» **Text for analysis**
----------------------------------------

What I did to myself, by being or staying in bad relationships because I believed I didn’t deserve better, had a huge impact on all other areas of my life. Looking back, I see how unhappy, and depressed I was, how I lacked the motivation to move forward with my life, how the relationships I was in made my lack of self-esteem even worse.

My last toxic relationships ended almost ten years ago. I’ve accepted that I treated myself badly for a long time. I take full responsibly for it, and I forgive myself. I’m happy that I mustered the courage to leave, and that I grew into the strong, self-confident woman I am today. What I’ve learned from these experiences more than anything else is that self-love is key. I believe this to be true for almost any aspect of our lives, relationships included.

Had I loved myself more, I would never have been in those relationships to begin with.

Self-love is the path to good relationships, and real control

Self-love heals. I know because it’s changed my life. Transformed me from a scared, insecure girl into a self-confident, happy woman. It changed my relationships too. The more I learned to love myself, to less I wanted to hurt myself with toxic people. Eventually I came to a point where I only wanted good things for myself, and started choosing my relationships that way too.

Of course, there are other things at play where good relationships are concerned, but working on loving yourself more will always be beneficial, and better any relationship that you have, with yourself, and with others.

If you’re not happy with the romantic relationship you’re in right now, or with any relationship that you currently have, here are some tips on how to gain more self-esteem (and more self-love) that might help you:

  • Realize that you are good enough: with more self-love comes a greater awareness that there actually isn’t anything wrong with you to begin with. It took me a long time to accept this for myself, but eventually I understood that we are all struggling with the same insecurities, and fears. We are all worthy of love.

----------------------------------------

» **Activity list**
[1] Rewrite the stretch of the self-love passage from "Of course, there" through "and with others.", putting "helpful" in place of "beneficial".
[2] List every distinct hyphenated word beginning with "self-" that appears in the self-love passage.
[3] Write what comes next in the passage on self-love and relationships, starting after its final sentence.

----------------------------------------

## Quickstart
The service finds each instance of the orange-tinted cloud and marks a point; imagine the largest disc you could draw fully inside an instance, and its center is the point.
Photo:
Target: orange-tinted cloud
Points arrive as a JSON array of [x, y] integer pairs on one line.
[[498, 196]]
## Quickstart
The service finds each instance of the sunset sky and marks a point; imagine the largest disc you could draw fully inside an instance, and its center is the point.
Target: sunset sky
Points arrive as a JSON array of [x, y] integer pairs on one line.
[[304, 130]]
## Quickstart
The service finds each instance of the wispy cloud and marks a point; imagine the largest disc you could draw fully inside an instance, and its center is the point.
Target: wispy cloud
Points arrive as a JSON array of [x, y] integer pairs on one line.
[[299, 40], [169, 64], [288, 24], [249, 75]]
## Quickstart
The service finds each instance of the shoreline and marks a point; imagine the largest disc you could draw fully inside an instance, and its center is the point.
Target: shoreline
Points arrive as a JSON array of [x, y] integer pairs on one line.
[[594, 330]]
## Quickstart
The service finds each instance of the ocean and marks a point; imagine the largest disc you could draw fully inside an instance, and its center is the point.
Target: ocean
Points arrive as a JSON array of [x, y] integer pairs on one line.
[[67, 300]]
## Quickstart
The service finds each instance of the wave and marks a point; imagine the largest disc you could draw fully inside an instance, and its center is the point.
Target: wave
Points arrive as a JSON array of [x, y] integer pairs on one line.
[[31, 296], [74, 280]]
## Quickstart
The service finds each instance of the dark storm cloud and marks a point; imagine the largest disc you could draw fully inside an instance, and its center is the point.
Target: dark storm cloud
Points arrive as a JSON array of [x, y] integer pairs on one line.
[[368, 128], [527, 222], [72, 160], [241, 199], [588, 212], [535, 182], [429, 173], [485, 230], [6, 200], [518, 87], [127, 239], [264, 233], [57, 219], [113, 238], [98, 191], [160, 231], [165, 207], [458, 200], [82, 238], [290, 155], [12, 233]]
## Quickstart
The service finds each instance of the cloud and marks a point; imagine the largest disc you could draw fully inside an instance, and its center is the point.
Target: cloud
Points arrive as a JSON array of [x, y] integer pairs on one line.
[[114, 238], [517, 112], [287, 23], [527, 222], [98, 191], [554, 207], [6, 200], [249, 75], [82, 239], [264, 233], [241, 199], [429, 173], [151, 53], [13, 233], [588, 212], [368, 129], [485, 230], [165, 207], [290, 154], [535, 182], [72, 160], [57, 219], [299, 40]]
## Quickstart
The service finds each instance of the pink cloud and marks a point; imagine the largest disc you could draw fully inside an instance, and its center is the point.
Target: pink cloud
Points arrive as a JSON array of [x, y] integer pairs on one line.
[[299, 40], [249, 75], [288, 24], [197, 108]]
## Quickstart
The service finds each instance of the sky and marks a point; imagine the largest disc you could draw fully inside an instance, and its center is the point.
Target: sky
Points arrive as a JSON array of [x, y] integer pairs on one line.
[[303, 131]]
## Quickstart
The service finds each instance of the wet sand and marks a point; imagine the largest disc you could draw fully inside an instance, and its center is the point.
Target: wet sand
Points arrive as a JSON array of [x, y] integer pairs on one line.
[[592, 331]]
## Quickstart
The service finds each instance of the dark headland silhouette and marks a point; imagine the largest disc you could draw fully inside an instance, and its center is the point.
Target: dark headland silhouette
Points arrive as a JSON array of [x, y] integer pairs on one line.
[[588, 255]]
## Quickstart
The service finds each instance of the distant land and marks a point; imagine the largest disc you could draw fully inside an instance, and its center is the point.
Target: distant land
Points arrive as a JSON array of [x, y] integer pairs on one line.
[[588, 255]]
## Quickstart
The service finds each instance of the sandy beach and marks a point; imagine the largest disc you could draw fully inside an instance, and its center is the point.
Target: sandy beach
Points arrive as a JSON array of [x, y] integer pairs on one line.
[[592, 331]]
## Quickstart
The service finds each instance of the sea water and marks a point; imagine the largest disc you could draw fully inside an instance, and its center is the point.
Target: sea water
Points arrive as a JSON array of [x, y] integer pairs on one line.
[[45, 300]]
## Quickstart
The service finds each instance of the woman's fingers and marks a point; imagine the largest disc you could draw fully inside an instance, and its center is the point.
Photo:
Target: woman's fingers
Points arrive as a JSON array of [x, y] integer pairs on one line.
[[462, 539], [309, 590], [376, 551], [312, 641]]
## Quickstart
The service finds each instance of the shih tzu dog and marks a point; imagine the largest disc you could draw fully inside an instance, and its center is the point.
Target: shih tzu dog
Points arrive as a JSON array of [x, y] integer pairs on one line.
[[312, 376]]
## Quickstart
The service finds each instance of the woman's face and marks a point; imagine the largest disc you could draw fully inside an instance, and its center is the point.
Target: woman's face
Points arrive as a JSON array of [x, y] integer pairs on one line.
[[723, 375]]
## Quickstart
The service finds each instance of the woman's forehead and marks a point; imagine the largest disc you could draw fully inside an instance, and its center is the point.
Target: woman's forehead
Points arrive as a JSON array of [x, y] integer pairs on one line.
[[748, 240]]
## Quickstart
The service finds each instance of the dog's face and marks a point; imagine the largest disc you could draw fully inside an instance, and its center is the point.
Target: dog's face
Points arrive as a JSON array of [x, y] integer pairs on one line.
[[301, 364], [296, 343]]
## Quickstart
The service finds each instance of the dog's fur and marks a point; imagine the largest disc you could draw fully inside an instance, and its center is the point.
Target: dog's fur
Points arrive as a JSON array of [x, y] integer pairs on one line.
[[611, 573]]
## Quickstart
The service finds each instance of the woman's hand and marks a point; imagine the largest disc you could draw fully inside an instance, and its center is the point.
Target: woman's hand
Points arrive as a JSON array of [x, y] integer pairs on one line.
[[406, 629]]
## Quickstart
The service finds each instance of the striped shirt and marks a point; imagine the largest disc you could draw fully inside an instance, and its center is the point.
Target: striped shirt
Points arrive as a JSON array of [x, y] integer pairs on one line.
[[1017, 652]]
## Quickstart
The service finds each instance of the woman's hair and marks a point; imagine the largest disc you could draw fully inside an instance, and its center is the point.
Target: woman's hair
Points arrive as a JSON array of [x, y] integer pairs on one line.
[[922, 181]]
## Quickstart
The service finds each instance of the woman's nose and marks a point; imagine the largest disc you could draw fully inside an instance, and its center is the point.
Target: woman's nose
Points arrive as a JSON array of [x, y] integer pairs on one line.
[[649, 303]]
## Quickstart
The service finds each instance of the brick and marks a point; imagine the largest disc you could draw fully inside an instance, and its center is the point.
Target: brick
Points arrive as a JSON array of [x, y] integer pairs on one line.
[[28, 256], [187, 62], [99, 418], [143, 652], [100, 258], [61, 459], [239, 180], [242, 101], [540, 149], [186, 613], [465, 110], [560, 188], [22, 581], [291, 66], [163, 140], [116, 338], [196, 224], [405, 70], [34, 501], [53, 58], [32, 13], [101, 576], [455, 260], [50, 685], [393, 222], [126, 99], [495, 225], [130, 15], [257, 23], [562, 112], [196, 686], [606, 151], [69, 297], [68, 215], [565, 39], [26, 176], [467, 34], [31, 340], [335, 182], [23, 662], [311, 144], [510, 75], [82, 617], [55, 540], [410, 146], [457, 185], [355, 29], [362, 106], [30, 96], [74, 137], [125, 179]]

----------------------------------------

» **Outputs in order**
[1]
Of course, there are other things at play where good relationships are concerned, but working on loving yourself more will always be helpful, and better any relationship that you have, with yourself, and with others.

[2] self-esteem, self-confident, self-love

[3]
  • Take care of yourself: the more I lacked self-esteem, the less I felt the need to take care of myself. This only made me feel worse. When you think you’re not worth it, it’s easy to slip into a state of neglect where you ignore yourself instead of listening to your needs. That’s why taking good care of yourself has a way to counteract low self-esteem. The more you take care of yourself, the more you convince yourself you’re worth it, the better you’ll feel.
  • Find your limits and protect them: when you have low self-esteem it can be hard to protect your boundaries (or even know what your limits are for that matter). That’s why you need to be vigilant by becoming aware of your limits, and safeguarding them. The more you’ll do this, the more resilient you’ll become, and the more your confidence in your capacity to protect yourself will grow. This, in turn, will give you more self-esteem.
  • Say what you really need: the less self-esteem you have, the more difficult it becomes to express what you really need. I know, I’ve been there. For a long time in my life, my relationships shaped my entire existence. I wasn’t living, I was being lived. During that time, it was really difficult for me to express what I really needed, mostly because I didn’t know. I had to dig deep, and really learn to know myself to be able to do so. And the more I did, the more my self-esteem grew, and the less I wanted to give away my power.
  • You’re the pilot of your own life: if you were an airline pilot, I’m sure you’d do everything you can to avoid a controlled flight into terrain disaster. It shouldn’t be any different with your relationships, or your life. You’re the pilot, and you can take control. But to do so, you need to be aware of the course you’re flying, and the obstacles you’re facing. If not, you’ll keep on engaging in relationships that aren’t good for you, and you’ll keep on believing that’s the best you can get.

I hope that this post has made you aware of that, and of the strength that lies within you, that only you can nurture and grow.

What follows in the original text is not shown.